--- START OF Raw data ---

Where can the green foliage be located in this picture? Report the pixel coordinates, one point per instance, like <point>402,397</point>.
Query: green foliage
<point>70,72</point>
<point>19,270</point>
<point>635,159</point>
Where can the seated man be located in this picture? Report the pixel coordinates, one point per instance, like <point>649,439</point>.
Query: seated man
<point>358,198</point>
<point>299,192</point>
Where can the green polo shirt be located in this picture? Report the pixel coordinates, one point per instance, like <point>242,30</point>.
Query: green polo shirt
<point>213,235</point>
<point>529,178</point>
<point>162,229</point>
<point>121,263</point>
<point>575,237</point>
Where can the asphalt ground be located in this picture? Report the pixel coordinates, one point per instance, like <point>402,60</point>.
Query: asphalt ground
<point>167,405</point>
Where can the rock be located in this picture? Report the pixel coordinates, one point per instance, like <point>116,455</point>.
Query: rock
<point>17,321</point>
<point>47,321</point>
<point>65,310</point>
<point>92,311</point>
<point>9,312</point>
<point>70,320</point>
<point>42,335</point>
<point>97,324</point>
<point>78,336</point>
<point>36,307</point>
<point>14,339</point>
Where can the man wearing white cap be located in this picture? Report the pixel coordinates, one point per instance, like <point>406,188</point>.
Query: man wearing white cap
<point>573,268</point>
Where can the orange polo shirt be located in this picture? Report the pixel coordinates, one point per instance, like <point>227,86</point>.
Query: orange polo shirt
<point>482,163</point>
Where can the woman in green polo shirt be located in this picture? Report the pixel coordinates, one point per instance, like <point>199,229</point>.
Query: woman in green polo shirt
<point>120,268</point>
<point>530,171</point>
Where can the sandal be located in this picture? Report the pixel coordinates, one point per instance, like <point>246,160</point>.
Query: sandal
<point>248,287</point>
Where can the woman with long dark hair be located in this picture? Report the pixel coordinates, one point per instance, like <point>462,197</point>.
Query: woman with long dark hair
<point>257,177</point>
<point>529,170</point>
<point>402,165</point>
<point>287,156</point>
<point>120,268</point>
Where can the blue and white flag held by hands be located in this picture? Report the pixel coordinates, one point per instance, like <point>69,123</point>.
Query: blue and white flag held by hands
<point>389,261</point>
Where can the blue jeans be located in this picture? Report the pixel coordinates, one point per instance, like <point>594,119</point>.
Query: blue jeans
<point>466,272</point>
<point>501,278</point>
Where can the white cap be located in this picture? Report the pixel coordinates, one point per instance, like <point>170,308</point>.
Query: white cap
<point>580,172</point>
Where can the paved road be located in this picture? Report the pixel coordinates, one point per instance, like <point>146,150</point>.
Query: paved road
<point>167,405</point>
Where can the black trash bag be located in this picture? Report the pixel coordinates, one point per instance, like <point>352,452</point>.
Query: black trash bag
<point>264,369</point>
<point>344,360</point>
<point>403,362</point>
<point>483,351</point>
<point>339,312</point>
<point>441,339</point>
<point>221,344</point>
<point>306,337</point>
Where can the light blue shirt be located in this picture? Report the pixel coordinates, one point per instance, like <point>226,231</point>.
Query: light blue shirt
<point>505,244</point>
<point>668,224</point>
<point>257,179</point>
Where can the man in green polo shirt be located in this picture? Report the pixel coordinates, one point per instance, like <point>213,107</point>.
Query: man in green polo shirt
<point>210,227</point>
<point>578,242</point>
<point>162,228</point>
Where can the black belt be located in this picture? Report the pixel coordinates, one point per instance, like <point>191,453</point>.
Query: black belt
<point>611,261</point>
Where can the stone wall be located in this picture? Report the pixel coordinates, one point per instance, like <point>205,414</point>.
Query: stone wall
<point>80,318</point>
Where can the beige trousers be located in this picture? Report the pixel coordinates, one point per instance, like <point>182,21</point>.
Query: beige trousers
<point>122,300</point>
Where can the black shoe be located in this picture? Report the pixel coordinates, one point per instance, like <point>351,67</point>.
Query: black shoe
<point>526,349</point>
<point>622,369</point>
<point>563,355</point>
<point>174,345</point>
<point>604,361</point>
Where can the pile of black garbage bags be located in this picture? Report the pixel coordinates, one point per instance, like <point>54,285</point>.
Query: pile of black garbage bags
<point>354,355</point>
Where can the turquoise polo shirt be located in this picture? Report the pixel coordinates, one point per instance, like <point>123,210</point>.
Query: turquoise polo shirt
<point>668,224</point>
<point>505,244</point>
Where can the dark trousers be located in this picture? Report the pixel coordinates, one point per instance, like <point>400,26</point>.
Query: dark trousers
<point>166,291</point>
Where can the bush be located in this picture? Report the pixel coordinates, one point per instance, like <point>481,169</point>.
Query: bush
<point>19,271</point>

--- END OF Raw data ---

▶ _Work instructions_:
Carry over everything from the start of the items above down to the line containing "<point>575,237</point>", both ends included, keeping every line the same except that 25 is added to each coordinate in the answer points.

▶ _Task answer_:
Where can the green foliage be located in this picture? Report the pixel coordinates, one point per instance, like <point>402,397</point>.
Query: green foliage
<point>95,97</point>
<point>44,295</point>
<point>660,184</point>
Where can the seated man be located in this picture? Report the pixel coordinates, one point per instance, like <point>649,439</point>.
Query: seated man
<point>383,223</point>
<point>324,217</point>
Where can the green polo shirt be located in this picture? Report the pixel coordinates, one point per instance, like <point>242,30</point>.
Query: green polo shirt
<point>238,260</point>
<point>554,203</point>
<point>187,254</point>
<point>146,288</point>
<point>600,262</point>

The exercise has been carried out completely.